> **Task statement**: Identify each line below that contains the word "gray", and copy every such line in full.

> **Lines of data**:
◆ ◆ ◆ ◆ ◆

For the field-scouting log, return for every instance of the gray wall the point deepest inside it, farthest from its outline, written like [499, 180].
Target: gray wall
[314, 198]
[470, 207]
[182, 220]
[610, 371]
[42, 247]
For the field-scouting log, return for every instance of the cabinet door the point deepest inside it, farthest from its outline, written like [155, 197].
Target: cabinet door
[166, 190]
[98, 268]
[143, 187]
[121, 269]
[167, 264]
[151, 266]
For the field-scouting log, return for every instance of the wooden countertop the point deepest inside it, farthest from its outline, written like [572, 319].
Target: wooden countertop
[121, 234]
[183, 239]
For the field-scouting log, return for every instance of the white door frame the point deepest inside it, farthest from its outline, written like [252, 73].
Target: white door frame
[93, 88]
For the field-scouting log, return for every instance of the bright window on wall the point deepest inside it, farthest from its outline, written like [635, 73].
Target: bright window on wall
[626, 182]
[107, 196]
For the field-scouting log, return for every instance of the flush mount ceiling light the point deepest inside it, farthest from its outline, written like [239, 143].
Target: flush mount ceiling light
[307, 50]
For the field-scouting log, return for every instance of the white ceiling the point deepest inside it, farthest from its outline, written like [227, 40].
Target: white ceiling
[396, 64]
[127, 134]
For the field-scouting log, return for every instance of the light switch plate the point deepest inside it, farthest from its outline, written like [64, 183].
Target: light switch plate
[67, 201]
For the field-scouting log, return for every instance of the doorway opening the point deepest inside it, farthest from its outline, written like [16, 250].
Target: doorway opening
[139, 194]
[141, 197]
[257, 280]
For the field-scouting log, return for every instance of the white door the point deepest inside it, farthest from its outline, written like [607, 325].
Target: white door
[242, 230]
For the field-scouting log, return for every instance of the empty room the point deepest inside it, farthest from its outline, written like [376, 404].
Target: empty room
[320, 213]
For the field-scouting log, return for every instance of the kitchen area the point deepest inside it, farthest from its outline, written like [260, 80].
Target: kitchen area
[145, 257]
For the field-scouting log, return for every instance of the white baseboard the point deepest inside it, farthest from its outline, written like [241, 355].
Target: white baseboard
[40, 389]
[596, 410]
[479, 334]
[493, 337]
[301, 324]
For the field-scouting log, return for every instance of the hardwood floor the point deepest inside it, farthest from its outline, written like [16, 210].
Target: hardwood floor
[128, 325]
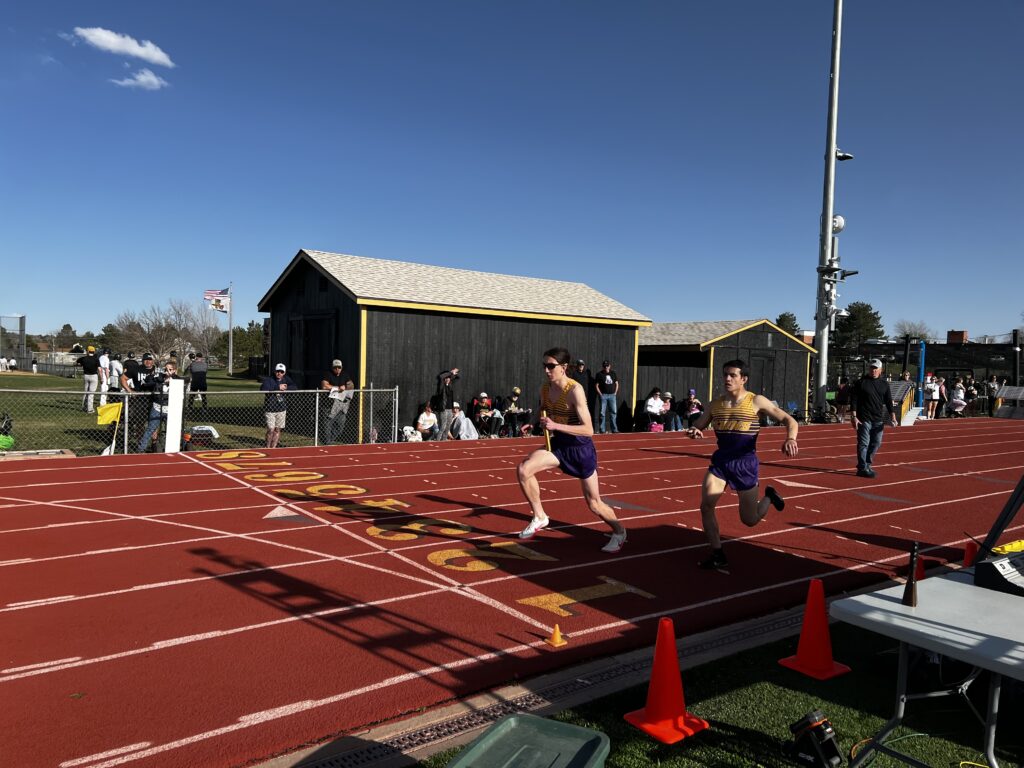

◆ ◆ ◆ ◆ ◆

> **Output of the exercise**:
For the field-scouting log, return for every instance of the gray wall the point deepest inside it, farthest from its outline, written like [499, 180].
Target: gray wall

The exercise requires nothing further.